* **TRECHO APRESENTADO**:
================
Neste caso, a sua banda, o “Medusa Trio”, está na ativa há muitos anos e recentemente lançou um CD, denominado: “10 Anos!”, justamente para celebrar a sua longevidade e não deixou por menos ao marcar a efeméride (iniciou atividades em 2007 e lançou esse trabalho ao final de 2017), sob altíssimo estilo.


Milton tem como base primordial de sua música, o Hard-Rock praticado na década de oitenta, predominantemente, mas é bem versado no Blues e mediante muito estudo, desenvolveu-se também no mundo do Jazz-Fusion, que tem as suas vertentes em ramificações variadas, mas a salientar a amálgama do virtuosismo instrumental, como um modus operandi. Contudo, eclético por natureza, ele também aprecia a música brasileira de uma forma geral, o Hard-Rock e o Progressive Rock dos anos setenta e claro, muita música instrumental, portanto, é por essa riqueza e bom gosto todo que o seu trabalho transita.
================
* **DADOS FORNECIDOS**:
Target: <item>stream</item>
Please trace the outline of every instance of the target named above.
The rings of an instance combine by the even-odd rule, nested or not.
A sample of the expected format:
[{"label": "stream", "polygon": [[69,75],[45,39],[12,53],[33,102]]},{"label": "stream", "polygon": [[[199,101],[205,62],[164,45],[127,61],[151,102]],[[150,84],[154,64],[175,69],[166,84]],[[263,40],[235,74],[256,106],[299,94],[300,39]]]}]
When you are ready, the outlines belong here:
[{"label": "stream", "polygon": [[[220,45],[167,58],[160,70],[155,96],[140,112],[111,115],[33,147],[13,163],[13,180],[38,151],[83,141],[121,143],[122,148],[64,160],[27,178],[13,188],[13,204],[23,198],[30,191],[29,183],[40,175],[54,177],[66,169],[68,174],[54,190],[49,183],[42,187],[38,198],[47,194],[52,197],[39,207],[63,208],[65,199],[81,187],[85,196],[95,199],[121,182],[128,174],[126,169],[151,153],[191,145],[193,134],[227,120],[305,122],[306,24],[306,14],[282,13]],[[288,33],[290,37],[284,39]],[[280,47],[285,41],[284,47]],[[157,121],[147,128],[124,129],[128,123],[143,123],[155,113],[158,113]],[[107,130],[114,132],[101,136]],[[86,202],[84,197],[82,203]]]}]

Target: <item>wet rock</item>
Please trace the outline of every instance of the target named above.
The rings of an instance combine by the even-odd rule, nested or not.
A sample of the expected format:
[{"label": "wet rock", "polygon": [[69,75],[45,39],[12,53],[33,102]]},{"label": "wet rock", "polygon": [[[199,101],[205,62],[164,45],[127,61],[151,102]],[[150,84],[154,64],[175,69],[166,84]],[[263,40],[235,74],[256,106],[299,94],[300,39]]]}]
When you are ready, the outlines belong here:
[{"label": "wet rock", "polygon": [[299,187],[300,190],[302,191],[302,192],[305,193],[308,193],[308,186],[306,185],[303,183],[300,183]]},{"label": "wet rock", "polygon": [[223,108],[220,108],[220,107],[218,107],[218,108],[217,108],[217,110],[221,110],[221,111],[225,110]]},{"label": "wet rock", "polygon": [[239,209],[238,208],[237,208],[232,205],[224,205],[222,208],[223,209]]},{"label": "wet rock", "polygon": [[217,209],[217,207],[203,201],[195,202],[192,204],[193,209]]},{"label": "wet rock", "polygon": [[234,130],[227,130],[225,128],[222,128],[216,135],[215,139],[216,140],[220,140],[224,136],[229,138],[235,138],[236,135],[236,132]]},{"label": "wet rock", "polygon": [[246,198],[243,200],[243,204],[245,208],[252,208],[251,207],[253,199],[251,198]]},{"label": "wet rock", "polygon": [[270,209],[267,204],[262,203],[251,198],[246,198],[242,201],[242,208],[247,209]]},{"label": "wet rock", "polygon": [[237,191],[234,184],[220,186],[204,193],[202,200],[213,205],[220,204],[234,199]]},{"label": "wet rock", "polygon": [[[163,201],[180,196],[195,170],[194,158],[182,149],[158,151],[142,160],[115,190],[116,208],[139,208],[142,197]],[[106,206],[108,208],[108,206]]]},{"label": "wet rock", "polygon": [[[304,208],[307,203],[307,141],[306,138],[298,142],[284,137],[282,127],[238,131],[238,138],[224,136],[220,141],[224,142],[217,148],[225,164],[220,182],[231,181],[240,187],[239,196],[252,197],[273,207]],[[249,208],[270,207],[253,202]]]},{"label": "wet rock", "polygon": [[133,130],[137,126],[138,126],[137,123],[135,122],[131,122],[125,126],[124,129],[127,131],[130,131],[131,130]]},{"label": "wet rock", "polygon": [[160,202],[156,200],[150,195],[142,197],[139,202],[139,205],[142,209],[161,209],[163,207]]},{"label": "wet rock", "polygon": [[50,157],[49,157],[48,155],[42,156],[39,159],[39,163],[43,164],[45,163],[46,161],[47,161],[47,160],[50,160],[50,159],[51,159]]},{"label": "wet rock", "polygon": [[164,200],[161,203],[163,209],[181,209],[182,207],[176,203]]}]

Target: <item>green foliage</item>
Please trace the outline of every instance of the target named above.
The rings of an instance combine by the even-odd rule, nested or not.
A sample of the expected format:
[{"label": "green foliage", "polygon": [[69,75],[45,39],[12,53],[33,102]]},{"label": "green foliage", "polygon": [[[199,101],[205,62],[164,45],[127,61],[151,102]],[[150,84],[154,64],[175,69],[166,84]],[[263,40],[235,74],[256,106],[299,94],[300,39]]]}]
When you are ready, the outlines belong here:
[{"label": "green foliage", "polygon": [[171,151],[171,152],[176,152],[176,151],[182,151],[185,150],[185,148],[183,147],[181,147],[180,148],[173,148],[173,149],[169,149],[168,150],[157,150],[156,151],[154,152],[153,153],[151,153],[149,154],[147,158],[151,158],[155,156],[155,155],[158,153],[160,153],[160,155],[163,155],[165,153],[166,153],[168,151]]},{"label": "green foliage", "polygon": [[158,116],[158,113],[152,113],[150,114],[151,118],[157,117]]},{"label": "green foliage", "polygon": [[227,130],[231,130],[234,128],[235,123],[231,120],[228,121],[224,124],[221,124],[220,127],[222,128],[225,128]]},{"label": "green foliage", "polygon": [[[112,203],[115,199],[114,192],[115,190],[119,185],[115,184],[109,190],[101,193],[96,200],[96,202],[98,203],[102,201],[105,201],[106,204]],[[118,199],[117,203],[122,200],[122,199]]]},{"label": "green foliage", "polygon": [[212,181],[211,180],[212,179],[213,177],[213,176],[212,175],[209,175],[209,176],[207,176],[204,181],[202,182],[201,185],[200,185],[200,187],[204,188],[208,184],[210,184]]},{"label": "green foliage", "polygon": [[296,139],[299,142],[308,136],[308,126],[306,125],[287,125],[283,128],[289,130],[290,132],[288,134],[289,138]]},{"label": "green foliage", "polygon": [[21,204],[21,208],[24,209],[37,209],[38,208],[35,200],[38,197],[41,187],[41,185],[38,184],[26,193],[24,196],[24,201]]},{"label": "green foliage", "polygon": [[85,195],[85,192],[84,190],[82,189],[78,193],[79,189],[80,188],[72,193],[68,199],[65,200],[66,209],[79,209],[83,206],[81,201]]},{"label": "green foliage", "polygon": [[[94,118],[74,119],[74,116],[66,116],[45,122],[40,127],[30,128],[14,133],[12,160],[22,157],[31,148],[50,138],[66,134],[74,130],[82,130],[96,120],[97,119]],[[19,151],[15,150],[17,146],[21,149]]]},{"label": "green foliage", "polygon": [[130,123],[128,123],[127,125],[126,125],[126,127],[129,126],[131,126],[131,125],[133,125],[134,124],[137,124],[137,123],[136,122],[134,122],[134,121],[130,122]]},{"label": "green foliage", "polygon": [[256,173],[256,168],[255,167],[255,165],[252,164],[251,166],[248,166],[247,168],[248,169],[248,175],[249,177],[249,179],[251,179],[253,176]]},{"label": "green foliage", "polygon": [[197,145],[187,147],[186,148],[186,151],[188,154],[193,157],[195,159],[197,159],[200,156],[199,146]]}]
================
* **INSTRUÇÕES**:
[1] Indique se cada afirmação abaixo está de acordo com o texto sobre o Medusa Trio. Responda sim ou não e cite literalmente as palavras do texto que decidem a questão. (a) O Medusa Trio iniciou atividades em 2007. (b) O CD "10 Anos!" foi lançado no início de 2017. (c) A base primordial da música de Milton é o Hard-Rock dos anos setenta.
[2] Transcreva do texto sobre o Medusa Trio o trecho que começa em "Neste caso, a" e termina em "seu trabalho transita.".
Os dados provêm de outra fonte.

* **SOLUÇÕES COMPLETAS**:
[1]
(a) Sim: "iniciou atividades em 2007".
(b) Não: "lançou esse trabalho ao final de 2017".
(c) Não: "o Hard-Rock praticado na década de oitenta".

[2]
Neste caso, a sua banda, o “Medusa Trio”, está na ativa há muitos anos e recentemente lançou um CD, denominado: “10 Anos!”, justamente para celebrar a sua longevidade e não deixou por menos ao marcar a efeméride (iniciou atividades em 2007 e lançou esse trabalho ao final de 2017), sob altíssimo estilo.


Milton tem como base primordial de sua música, o Hard-Rock praticado na década de oitenta, predominantemente, mas é bem versado no Blues e mediante muito estudo, desenvolveu-se também no mundo do Jazz-Fusion, que tem as suas vertentes em ramificações variadas, mas a salientar a amálgama do virtuosismo instrumental, como um modus operandi. Contudo, eclético por natureza, ele também aprecia a música brasileira de uma forma geral, o Hard-Rock e o Progressive Rock dos anos setenta e claro, muita música instrumental, portanto, é por essa riqueza e bom gosto todo que o seu trabalho transita.